───── PASSAGE GIVEN ─────

I love to read. I will read almost any genre of text. I have particularly been a lover of science fiction and mystery or spy fiction. I don’t know how I learned to enjoy books. In, The Pleasures of Children’s Literature, Nodelman and Reimer invite the reader to consider which strategies they use to enjoy literature and how they learned them. I am blessed or cursed with a memory for very little prior to the age of 12 and I am not sure if I know which strategies I was taught and when. I know that my mother read to us from early on and continued to read aloud to us until I was at least 12. I don’t know if she taught us strategies explicitly. I expect not but we talked about what she read.

I know I had some excellent English teachers in high school but I couldn’t tell you if they taught me any enjoyment strategies. I do remember the odd lesson on writing and I remember a great many of the books we read.I remember memorizing passage of Shakespeare, although I couldn’t tell you if that enhanced my enjoyment of the plays or not. I do like the bits which run through my head now as a result. “It is the east and Juliet is the sun.” “A rose by any other name would smell as sweet” “To be or not to be that is the question, whether it is better to…”hmmm. Now I’d just Google it, if I really wanted to know.

───── EXTRACTED ENTRIES ─────

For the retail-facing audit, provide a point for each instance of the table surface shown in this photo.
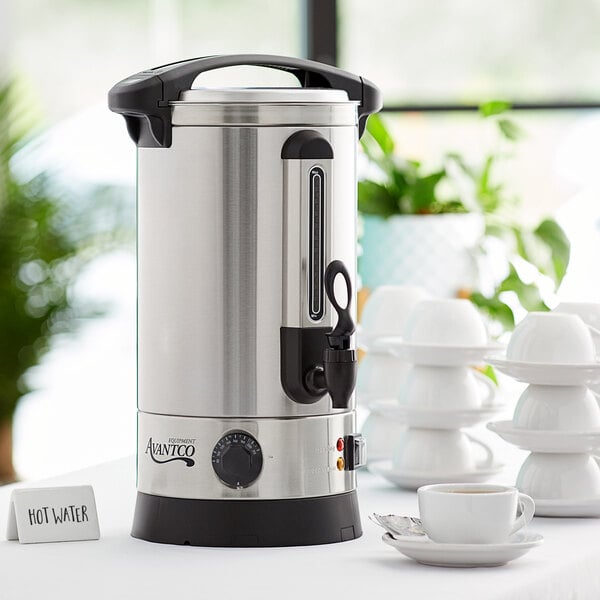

─────
───── EXTRACTED ENTRIES ─────

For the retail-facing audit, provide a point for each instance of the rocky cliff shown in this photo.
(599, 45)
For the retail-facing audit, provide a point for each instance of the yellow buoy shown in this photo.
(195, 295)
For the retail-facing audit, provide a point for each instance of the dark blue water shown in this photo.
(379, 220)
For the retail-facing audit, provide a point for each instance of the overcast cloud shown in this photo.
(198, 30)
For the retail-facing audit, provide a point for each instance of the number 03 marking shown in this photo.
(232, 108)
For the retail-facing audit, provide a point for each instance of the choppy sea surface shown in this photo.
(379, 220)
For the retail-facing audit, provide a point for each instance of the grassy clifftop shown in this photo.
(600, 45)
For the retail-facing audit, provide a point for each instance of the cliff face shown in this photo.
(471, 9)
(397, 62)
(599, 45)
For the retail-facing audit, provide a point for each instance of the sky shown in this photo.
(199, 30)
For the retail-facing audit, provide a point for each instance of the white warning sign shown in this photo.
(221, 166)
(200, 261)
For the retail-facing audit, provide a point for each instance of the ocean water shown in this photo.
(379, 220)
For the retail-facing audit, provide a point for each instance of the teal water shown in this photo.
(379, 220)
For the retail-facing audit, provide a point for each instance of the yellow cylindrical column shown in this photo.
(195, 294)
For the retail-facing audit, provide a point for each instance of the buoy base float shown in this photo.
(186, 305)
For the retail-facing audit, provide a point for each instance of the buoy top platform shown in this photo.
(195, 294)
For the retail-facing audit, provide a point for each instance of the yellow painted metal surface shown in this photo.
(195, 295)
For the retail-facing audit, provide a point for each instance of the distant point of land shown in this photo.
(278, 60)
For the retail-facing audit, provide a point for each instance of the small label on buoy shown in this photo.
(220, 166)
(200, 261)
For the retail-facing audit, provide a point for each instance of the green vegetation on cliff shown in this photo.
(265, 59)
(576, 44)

─────
───── EXTRACTED ENTRIES ─────

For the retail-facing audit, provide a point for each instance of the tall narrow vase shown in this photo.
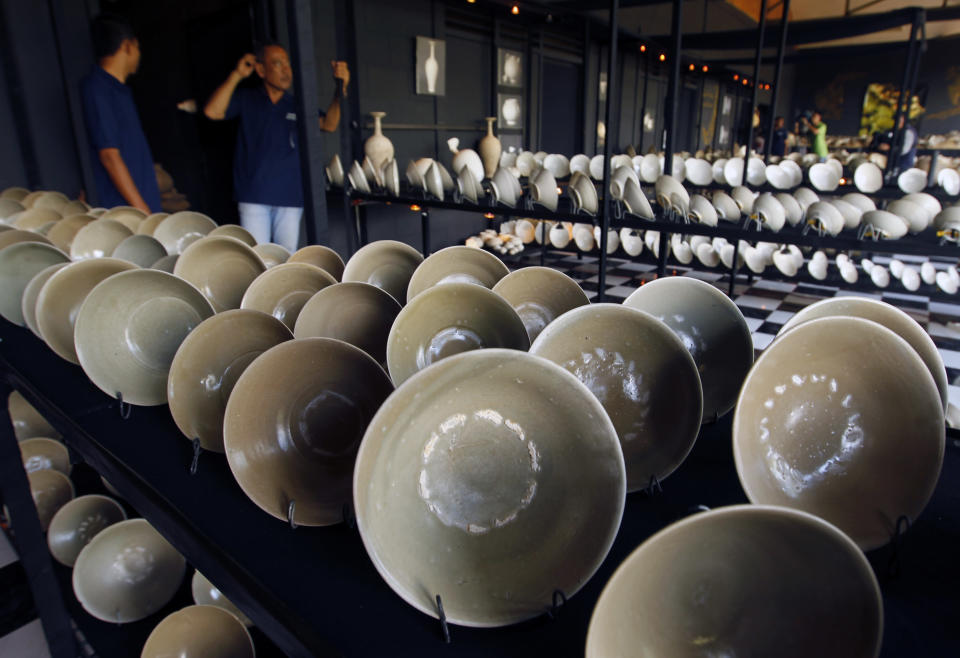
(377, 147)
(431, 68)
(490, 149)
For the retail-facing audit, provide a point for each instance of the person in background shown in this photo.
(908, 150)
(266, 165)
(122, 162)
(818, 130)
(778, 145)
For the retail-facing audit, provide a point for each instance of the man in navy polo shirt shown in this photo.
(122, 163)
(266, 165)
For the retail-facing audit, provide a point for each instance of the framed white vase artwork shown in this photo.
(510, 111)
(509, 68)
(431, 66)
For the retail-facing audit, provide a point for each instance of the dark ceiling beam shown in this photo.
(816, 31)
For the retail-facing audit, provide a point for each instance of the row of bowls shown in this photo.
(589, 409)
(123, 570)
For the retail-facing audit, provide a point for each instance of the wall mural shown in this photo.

─────

TASK TO CARRY OUT
In the passage on learning to enjoy reading, until what age did the writer's mother keep reading aloud to the family?

OUTPUT OF THE TASK
Until the writer was at least 12.